▶ [文档正文]
:::::

Modern poetry 现代诗数据库爬取过程

前言⌗

Json 结构⌗

要爬取数据首先我们要了解我们打算怎么存储它。Modern Poetry 采用的是 Json 结构分发数据，包含的信息分为两种：

作者
诗

作者的目录结构就相对简单，主要分为 name, src（爬取到作者的地址）, id（根据作者姓名生成的唯一id）, description（作者简介）

[{
	"name": "author-name",
	"src": "URL",
	"id": "",// Generated by uuid3 in python: uuid.uuid3(uuid.NAMESPACE_URL, author-name)
	"description": "Description about author"
}, ...
]

诗的 Json 文件则比较复杂，分两种情况讨论：

原文
翻译

首先是原文的格式，author, title, paragraphs, id

[{
	"author":"author-name",
	"title":"poem-title",
	"paragraphs":[
	"sentence-1","sentence-2"
	],
	"id":"" // Generated by uuid3 in python: uuid.uuid3(uuid.NAMESPACE_URL, author-name)
}, ...
]

重点需要强调的是 paragraphs 的结构，paragraph 的内容是根据换行来划分的，也就是数组内每一项都是一行的内容。

翻译则采用以下格式：

[{
	"author":"author-name(Chinese name)",
	"title":"poem-title",
	"translation":[
	"sentence-1","sentence-2"
	],
	"id":"", // Generated by uuid3 in python
	"origin":"poems' origin name"
}, ...
]

需要添加的就是 origin 这个东西，并且把 paragraphs 替换为 translation。

数据来源⌗

目前项目第一阶段中国近现代诗的内容，我选取了两个网站作为获取数据的主要来源：

第一个网站为 github 的仓库，里面的诗歌内容采用 csv 格式存储；第二个网站为中国现代诗歌文库编委的一个中国现代诗的网站，数据需要爬取。

总的看起来数据处理主要分为两个方向：

处理 csv 数据
爬取网站数据

获取数据⌗

处理 csv⌗

读取 csv 采用的主要是 python 的 csv 库，生成 id 采用了 python 的 uuid 库的 uuid3 方法，json 数据的存储采用了 python 内置的 json 库。

import csv
import uuid
import json

def csv_1():
    poemFinal = []
    with open('1.csv', encoding='utf-8')as f:
        f_csv = csv.reader(f)
        count = 0
        next(f_csv, None)

:::::

▶ [书面题目 a]
找出记录中所有含有字符串“hind”的行，并把这些行逐一抄出来。
正文与记录之间互不相关。

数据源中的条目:
:::::

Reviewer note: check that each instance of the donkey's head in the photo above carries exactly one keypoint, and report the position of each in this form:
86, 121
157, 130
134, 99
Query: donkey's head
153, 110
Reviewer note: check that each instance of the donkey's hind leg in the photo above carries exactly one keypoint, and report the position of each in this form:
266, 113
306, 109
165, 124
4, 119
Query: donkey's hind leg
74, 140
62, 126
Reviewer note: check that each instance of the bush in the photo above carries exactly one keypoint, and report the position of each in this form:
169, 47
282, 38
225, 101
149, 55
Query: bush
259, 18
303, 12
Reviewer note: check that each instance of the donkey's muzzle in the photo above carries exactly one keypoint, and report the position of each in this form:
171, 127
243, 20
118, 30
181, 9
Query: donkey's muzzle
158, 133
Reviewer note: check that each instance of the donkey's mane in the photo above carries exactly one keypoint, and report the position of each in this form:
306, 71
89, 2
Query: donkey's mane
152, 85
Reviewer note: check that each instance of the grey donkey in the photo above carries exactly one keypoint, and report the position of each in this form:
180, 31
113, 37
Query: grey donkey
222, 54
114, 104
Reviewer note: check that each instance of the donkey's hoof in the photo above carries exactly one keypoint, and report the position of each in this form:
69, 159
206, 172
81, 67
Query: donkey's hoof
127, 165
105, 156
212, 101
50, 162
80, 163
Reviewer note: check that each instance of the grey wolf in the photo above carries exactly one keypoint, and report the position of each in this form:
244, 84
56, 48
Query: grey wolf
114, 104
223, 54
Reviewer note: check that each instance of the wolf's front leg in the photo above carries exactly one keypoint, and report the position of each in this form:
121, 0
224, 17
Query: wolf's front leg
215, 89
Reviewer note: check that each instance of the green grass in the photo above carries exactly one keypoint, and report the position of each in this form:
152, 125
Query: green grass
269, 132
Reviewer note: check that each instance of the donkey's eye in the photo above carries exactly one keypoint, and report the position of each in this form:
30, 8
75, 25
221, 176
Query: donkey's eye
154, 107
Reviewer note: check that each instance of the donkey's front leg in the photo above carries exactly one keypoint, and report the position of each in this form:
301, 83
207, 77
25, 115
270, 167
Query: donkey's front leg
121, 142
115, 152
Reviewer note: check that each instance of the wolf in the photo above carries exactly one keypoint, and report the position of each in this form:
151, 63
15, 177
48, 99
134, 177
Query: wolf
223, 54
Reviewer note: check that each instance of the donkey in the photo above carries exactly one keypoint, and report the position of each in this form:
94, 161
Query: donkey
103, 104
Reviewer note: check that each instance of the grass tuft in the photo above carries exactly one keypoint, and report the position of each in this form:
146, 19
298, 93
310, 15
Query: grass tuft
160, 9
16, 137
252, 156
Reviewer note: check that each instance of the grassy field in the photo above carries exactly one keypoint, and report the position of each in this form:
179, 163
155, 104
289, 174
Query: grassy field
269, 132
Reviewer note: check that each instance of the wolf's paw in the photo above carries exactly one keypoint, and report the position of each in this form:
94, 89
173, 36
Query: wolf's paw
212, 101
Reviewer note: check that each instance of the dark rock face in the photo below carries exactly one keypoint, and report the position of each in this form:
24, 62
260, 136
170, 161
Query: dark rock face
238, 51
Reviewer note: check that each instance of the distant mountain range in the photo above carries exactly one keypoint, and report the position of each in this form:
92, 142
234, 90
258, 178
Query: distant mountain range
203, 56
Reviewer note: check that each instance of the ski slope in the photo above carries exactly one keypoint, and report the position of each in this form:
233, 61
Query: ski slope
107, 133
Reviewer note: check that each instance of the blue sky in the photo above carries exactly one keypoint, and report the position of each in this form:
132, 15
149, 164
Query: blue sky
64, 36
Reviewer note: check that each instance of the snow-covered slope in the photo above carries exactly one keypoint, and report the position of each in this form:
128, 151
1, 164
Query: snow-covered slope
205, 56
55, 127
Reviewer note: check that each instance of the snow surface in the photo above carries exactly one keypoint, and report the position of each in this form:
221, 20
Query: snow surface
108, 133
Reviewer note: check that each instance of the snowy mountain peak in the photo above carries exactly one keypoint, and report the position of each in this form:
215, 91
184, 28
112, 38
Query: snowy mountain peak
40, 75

:::::

▶ [书面题目 b]
抄录正文中以含有“读取 csv 采用的主要是”的文字开头、以“next(f_csv, None)”结尾的那一段。

▶ [任务结果 a]
Reviewer note: check that each instance of the donkey's hind leg in the photo above carries exactly one keypoint, and report the position of each in this form:
Query: donkey's hind leg

▶ [任务结果 b]
读取 csv 采用的主要是 python 的 csv 库，生成 id 采用了 python 的 uuid 库的 uuid3 方法，json 数据的存储采用了 python 内置的 json 库。

import csv
import uuid
import json

def csv_1():
    poemFinal = []
    with open('1.csv', encoding='utf-8')as f:
        f_csv = csv.reader(f)
        count = 0
        next(f_csv, None)